-- START OF DOCUMENT TEXT --

Potosí is one of the saddest and fascinating places you’ll ever experience in Bolivia.
Potosí – Historical Sketch
Touring the City
Just wandering around the center of Potosí is fascinating in itself and will take you past many colonial buildings. While Viceroy Toledo tried to bring order to the city’s layout in 1574, the boom had led to fast and unplanned development which has left Potosí with a less-than-gridiron plan full of small streets with unexpected twists and turns – including the Pasaje de las Siete Vueltas (Seven Turn Passage), off Junín – which adds to the city’s charm. There are lots of beautiful and ornate religious buildings well-worth seeing – during the colonial period there were 32 churches in the city. An active restoration project is permanently going on, organized by the city council and the Spanish Cooperation Agency, but there is a lot of work to do – the city boasts more than 2,000 colonial buildings.

-- END OF DOCUMENT TEXT --
-- START OF PROVIDED MATERIAL --

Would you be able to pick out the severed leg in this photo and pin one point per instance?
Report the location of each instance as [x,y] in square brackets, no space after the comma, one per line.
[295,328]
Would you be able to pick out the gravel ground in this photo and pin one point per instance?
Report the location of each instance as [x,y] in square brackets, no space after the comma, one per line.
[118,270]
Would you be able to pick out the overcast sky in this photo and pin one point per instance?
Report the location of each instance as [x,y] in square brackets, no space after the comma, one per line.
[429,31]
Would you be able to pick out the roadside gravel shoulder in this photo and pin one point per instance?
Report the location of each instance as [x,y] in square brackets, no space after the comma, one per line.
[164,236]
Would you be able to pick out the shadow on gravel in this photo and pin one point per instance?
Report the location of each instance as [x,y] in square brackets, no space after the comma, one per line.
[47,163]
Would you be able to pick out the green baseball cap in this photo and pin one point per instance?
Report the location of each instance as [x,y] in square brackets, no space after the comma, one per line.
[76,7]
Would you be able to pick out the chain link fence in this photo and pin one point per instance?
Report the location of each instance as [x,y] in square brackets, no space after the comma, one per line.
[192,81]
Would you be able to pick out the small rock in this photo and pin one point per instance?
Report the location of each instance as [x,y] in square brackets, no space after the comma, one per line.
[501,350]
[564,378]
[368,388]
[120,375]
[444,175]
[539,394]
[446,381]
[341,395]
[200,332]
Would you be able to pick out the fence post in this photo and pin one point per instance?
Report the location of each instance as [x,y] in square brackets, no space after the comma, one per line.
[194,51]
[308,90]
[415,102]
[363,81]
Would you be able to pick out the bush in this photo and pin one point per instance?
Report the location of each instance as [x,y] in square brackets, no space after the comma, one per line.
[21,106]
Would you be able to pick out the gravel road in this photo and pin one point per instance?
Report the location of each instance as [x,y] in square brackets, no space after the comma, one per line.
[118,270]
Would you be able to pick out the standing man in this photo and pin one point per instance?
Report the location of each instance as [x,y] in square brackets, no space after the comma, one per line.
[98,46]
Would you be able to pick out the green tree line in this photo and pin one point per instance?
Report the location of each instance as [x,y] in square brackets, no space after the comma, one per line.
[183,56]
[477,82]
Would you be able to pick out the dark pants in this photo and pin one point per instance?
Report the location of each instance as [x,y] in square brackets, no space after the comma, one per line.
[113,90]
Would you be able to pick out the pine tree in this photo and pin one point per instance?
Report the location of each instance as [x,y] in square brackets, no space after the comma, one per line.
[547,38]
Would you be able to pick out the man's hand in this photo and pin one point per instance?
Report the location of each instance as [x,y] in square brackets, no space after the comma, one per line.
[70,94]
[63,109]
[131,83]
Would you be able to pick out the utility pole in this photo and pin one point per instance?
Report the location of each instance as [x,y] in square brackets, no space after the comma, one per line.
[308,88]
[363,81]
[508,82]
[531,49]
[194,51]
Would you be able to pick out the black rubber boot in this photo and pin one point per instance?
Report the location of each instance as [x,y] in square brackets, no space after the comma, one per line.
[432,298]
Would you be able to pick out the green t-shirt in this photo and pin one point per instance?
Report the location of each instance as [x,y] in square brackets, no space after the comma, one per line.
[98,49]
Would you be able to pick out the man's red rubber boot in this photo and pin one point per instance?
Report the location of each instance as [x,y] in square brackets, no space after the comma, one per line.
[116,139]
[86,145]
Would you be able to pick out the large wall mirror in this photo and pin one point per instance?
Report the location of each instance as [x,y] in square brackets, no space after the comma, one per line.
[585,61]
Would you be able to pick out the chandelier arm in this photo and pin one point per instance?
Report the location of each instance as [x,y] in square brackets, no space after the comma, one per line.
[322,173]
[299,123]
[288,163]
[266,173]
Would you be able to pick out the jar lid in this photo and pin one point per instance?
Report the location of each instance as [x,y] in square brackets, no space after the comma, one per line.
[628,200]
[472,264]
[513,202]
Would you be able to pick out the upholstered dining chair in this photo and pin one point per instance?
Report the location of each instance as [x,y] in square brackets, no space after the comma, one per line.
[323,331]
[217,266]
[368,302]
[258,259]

-- END OF PROVIDED MATERIAL --

▸ EXERCISES:
(1) Write out everything in the Potosí passage from "Potosí – Historical" down to "2,000 colonial buildings.".
(2) Answer these questions using the Potosí passage:
(a) In what year did Viceroy Toledo try to bring order to the city's layout?
(b) How many churches were in the city during the colonial period?
(c) Which two bodies organize the restoration project?
(3) List every place name in the Potosí passage, giving each only once.

▸ SET OF ANSWERS:
(1)
Potosí – Historical Sketch
Touring the City
Just wandering around the center of Potosí is fascinating in itself and will take you past many colonial buildings. While Viceroy Toledo tried to bring order to the city’s layout in 1574, the boom had led to fast and unplanned development which has left Potosí with a less-than-gridiron plan full of small streets with unexpected twists and turns – including the Pasaje de las Siete Vueltas (Seven Turn Passage), off Junín – which adds to the city’s charm. There are lots of beautiful and ornate religious buildings well-worth seeing – during the colonial period there were 32 churches in the city. An active restoration project is permanently going on, organized by the city council and the Spanish Cooperation Agency, but there is a lot of work to do – the city boasts more than 2,000 colonial buildings.

(2)
(a) 1574
(b) 32
(c) The city council and the Spanish Cooperation Agency

(3)
Potosí
Bolivia
Pasaje de las Siete Vueltas (Seven Turn Passage)
Junín